» Exercise instructions
Output, exactly as written, the lines of the data below from the one containing "of the worker" to the end.

[Opening Provided data section]

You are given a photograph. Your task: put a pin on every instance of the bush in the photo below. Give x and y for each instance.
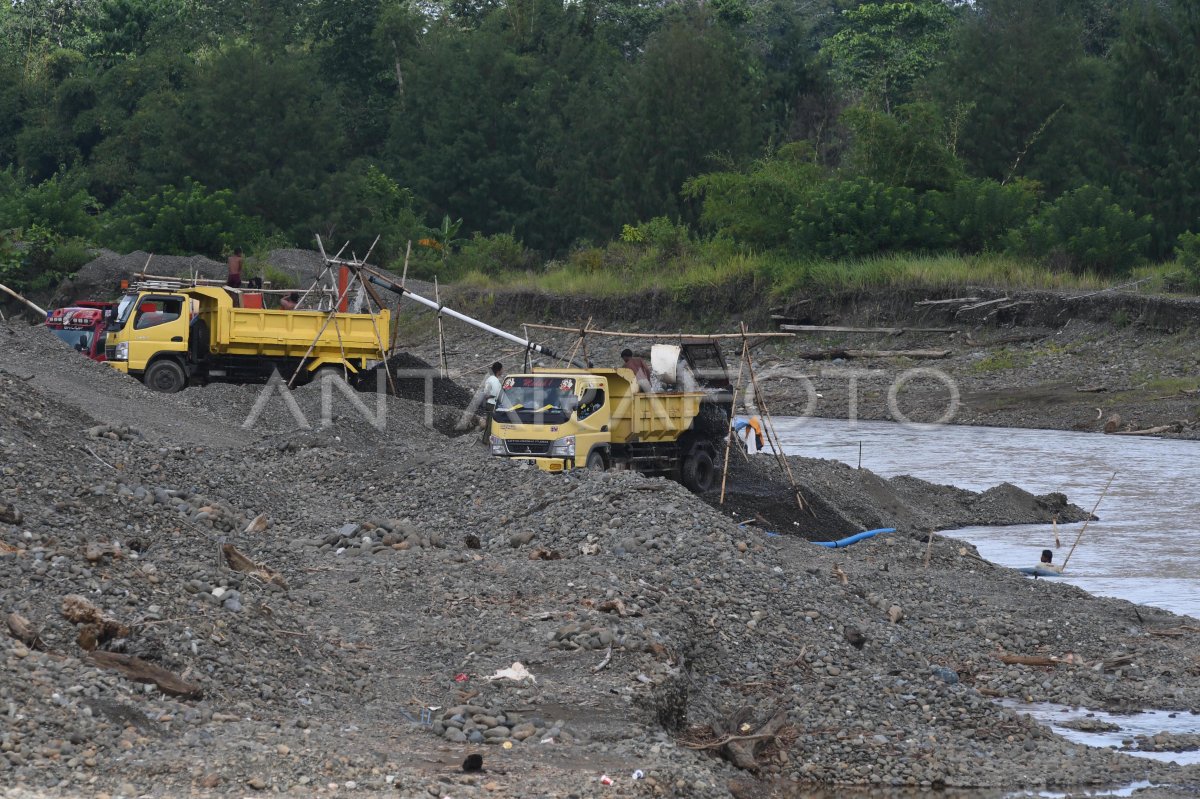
(1187, 256)
(1085, 230)
(978, 215)
(181, 222)
(492, 254)
(755, 208)
(40, 260)
(60, 204)
(853, 218)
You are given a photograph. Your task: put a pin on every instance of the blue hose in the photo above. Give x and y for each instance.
(853, 539)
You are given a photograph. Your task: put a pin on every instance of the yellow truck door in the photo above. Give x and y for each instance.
(593, 419)
(159, 325)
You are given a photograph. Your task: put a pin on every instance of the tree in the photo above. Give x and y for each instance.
(755, 206)
(911, 146)
(886, 48)
(1156, 94)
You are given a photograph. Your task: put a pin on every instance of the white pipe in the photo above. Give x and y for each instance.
(462, 317)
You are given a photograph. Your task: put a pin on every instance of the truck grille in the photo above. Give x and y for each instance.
(523, 446)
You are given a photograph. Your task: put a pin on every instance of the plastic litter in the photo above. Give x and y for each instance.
(516, 672)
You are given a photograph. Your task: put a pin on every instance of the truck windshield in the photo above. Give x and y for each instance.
(124, 307)
(537, 400)
(81, 340)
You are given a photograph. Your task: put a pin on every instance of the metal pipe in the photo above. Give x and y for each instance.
(391, 286)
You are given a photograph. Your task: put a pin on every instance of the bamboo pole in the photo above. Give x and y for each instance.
(772, 437)
(733, 407)
(13, 294)
(1087, 522)
(681, 335)
(442, 338)
(395, 322)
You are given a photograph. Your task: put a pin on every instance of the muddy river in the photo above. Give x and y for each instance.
(1144, 546)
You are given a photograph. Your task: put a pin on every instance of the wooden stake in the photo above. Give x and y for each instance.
(771, 427)
(442, 340)
(733, 407)
(1087, 522)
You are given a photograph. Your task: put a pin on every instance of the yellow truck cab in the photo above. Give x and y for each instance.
(172, 336)
(563, 419)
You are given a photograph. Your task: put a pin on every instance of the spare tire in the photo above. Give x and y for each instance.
(697, 472)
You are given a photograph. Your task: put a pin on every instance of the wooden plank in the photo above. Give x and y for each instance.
(593, 331)
(894, 331)
(139, 671)
(847, 354)
(951, 301)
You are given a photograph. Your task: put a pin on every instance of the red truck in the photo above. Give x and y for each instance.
(82, 326)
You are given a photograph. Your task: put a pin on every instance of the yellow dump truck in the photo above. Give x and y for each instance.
(173, 336)
(600, 419)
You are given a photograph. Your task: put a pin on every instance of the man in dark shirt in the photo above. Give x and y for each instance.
(641, 371)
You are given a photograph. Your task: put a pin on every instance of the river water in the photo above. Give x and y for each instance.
(1143, 548)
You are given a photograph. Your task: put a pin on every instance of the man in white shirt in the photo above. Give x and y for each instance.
(491, 394)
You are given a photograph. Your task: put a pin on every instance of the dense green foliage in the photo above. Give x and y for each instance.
(600, 136)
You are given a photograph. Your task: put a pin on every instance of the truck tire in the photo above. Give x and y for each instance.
(165, 376)
(697, 472)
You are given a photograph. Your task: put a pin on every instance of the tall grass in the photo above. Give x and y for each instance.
(779, 276)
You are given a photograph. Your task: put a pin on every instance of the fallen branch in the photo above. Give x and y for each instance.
(19, 629)
(847, 354)
(604, 662)
(1030, 660)
(1173, 427)
(238, 562)
(893, 331)
(139, 671)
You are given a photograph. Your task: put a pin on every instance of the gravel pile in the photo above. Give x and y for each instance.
(336, 600)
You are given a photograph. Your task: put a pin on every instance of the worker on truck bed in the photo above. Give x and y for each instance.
(745, 425)
(234, 263)
(641, 371)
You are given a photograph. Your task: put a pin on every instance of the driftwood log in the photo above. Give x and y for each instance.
(21, 630)
(847, 354)
(139, 671)
(238, 562)
(739, 740)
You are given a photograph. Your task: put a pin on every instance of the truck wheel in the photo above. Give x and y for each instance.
(323, 372)
(699, 472)
(165, 376)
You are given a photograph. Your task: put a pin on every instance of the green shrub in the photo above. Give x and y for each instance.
(755, 208)
(1187, 256)
(181, 222)
(60, 203)
(492, 254)
(40, 259)
(853, 218)
(979, 214)
(1085, 230)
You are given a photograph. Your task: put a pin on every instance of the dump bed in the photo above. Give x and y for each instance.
(637, 415)
(288, 334)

[Closing Provided data section]

» Final answer
You are given a photograph. Your task: put a pin on every instance of the worker on truck bed in the photo above. Give x and y for each instance.
(745, 425)
(234, 263)
(641, 371)
You are given a photograph. Your task: put a pin on every instance of the driftwood log in the photo above. Give x and y for each instance.
(21, 630)
(847, 354)
(139, 671)
(238, 562)
(739, 740)
You are given a photograph. Your task: put a pin on every instance of the truck wheel in the photo above. Give x and y for each instance.
(323, 372)
(699, 472)
(165, 376)
You are given a photograph. Your task: put a pin on every instance of the green shrub in the photo above. Give x and y for each instance.
(755, 208)
(1187, 256)
(181, 222)
(60, 203)
(492, 254)
(40, 259)
(853, 218)
(979, 214)
(1085, 230)
You are given a photograph. Your task: put a pin on every instance of the dump bed in the photo above. Give x and y for each instance.
(637, 415)
(288, 334)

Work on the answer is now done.